### Exercise description
Reproduce verbatim the stretch of the passage on generics from "All in all, it’s" through "Microsoft .NET Framework.".

## Begin Excerpted passage

All in all, it’s been quite a rewarding effort.

“I’ve had great success using these technologies over the years,” Heckerman says. “It’s great to know that, soon, everyone will have access to them.”

Generics: Reliable, Efficient, Flexible

Generics, technology devised in Microsoft Research’s Cambridge lab in the United Kingdom, constitute an extension to the .NET Common Language Runtime (CLR) that enables object-oriented code to be annotated with parameters that indicate how the code can be reused in different ways. The Visual Studio 2005 team found the technology invaluable.

“Generics are the most important language feature in C# 2.0,” says Wiltamuth, of the Visual Studio 2005 team. C# (pronounced “C-sharp”) is an object-oriented programming language designed for building a wide range of enterprise applications that run on the Microsoft .NET Framework.

## End Excerpted passage
## Begin Data listing

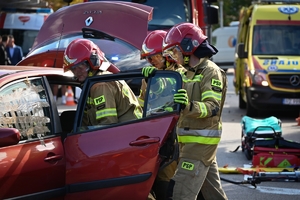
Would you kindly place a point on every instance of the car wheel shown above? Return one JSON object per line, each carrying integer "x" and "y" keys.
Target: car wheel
{"x": 242, "y": 103}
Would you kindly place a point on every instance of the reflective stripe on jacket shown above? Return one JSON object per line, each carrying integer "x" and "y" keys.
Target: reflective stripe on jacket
{"x": 158, "y": 87}
{"x": 111, "y": 102}
{"x": 200, "y": 121}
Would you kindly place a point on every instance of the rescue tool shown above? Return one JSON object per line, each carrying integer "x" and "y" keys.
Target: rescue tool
{"x": 258, "y": 177}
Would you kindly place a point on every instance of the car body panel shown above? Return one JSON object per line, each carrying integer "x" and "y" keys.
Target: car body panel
{"x": 31, "y": 167}
{"x": 117, "y": 161}
{"x": 122, "y": 26}
{"x": 60, "y": 23}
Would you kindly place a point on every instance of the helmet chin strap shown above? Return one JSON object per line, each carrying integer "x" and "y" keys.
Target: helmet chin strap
{"x": 200, "y": 61}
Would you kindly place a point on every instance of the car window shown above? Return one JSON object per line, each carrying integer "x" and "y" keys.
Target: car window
{"x": 160, "y": 95}
{"x": 24, "y": 105}
{"x": 119, "y": 52}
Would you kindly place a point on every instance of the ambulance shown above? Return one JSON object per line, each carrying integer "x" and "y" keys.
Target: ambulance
{"x": 267, "y": 66}
{"x": 224, "y": 39}
{"x": 23, "y": 23}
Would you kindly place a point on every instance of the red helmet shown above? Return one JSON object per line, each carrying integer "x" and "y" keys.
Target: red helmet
{"x": 186, "y": 36}
{"x": 83, "y": 50}
{"x": 152, "y": 43}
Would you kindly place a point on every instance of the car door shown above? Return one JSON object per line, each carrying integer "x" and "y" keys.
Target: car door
{"x": 121, "y": 161}
{"x": 34, "y": 166}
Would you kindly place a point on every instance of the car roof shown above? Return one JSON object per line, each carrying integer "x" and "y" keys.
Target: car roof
{"x": 130, "y": 21}
{"x": 10, "y": 73}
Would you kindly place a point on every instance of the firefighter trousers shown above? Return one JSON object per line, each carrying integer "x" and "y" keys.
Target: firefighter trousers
{"x": 192, "y": 176}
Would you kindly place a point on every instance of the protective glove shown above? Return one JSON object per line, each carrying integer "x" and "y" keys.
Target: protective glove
{"x": 182, "y": 98}
{"x": 148, "y": 71}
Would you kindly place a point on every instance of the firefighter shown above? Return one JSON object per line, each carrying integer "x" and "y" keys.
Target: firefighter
{"x": 152, "y": 51}
{"x": 199, "y": 126}
{"x": 108, "y": 102}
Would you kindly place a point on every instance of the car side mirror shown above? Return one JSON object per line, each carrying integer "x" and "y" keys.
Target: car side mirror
{"x": 9, "y": 136}
{"x": 241, "y": 51}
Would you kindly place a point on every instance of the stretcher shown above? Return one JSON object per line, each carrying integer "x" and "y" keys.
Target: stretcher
{"x": 262, "y": 142}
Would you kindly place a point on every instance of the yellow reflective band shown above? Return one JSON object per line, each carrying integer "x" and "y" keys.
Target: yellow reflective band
{"x": 108, "y": 112}
{"x": 138, "y": 113}
{"x": 171, "y": 80}
{"x": 141, "y": 102}
{"x": 211, "y": 94}
{"x": 187, "y": 165}
{"x": 217, "y": 83}
{"x": 186, "y": 59}
{"x": 161, "y": 87}
{"x": 203, "y": 110}
{"x": 197, "y": 78}
{"x": 90, "y": 101}
{"x": 99, "y": 100}
{"x": 125, "y": 91}
{"x": 198, "y": 139}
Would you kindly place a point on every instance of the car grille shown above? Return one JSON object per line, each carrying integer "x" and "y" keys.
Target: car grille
{"x": 284, "y": 81}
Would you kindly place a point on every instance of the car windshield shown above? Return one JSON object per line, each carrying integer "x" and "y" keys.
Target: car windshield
{"x": 166, "y": 13}
{"x": 276, "y": 40}
{"x": 123, "y": 55}
{"x": 23, "y": 38}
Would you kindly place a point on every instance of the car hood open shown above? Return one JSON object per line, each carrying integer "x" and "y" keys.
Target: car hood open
{"x": 124, "y": 20}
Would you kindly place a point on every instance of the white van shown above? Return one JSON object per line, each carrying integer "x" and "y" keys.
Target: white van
{"x": 225, "y": 39}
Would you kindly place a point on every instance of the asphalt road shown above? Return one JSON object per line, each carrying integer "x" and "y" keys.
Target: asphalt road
{"x": 231, "y": 138}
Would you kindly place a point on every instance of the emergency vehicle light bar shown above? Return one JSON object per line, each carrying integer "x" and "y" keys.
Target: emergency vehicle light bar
{"x": 28, "y": 10}
{"x": 278, "y": 1}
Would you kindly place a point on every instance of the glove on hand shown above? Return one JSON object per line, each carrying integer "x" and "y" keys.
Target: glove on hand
{"x": 181, "y": 97}
{"x": 148, "y": 71}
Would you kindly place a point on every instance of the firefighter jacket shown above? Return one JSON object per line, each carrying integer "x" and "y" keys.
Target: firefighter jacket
{"x": 158, "y": 88}
{"x": 199, "y": 127}
{"x": 111, "y": 102}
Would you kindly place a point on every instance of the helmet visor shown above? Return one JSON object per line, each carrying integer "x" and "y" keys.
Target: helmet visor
{"x": 173, "y": 54}
{"x": 82, "y": 66}
{"x": 157, "y": 57}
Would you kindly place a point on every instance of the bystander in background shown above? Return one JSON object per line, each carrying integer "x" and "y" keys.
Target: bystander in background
{"x": 4, "y": 60}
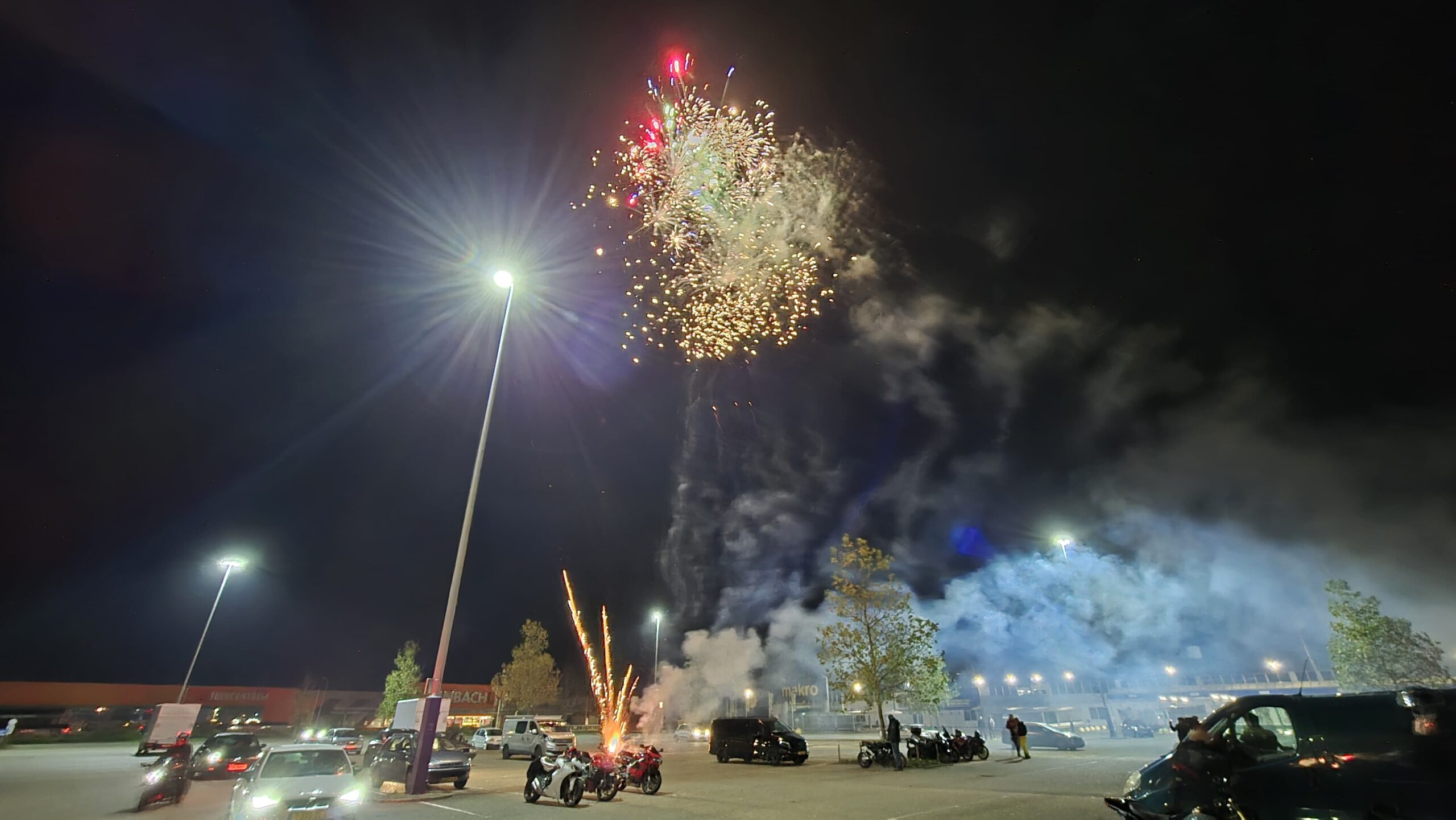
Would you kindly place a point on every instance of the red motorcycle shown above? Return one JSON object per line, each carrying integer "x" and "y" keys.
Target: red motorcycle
{"x": 641, "y": 768}
{"x": 602, "y": 774}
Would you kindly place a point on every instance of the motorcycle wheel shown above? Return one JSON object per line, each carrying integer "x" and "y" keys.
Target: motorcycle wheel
{"x": 571, "y": 790}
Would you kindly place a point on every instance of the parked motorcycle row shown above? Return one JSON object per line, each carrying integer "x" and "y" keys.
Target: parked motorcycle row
{"x": 574, "y": 772}
{"x": 940, "y": 746}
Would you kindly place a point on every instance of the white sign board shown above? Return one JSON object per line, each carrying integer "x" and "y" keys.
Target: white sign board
{"x": 410, "y": 714}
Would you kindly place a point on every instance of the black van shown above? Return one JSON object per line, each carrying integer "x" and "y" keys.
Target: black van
{"x": 1292, "y": 756}
{"x": 756, "y": 739}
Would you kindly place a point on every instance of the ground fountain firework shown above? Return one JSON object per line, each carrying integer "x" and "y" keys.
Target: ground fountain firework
{"x": 614, "y": 699}
{"x": 719, "y": 254}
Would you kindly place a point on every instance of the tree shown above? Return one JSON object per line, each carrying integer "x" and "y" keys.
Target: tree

## End Data listing

### Solution to this problem
All in all, it’s been quite a rewarding effort.

“I’ve had great success using these technologies over the years,” Heckerman says. “It’s great to know that, soon, everyone will have access to them.”

Generics: Reliable, Efficient, Flexible

Generics, technology devised in Microsoft Research’s Cambridge lab in the United Kingdom, constitute an extension to the .NET Common Language Runtime (CLR) that enables object-oriented code to be annotated with parameters that indicate how the code can be reused in different ways. The Visual Studio 2005 team found the technology invaluable.

“Generics are the most important language feature in C# 2.0,” says Wiltamuth, of the Visual Studio 2005 team. C# (pronounced “C-sharp”) is an object-oriented programming language designed for building a wide range of enterprise applications that run on the Microsoft .NET Framework.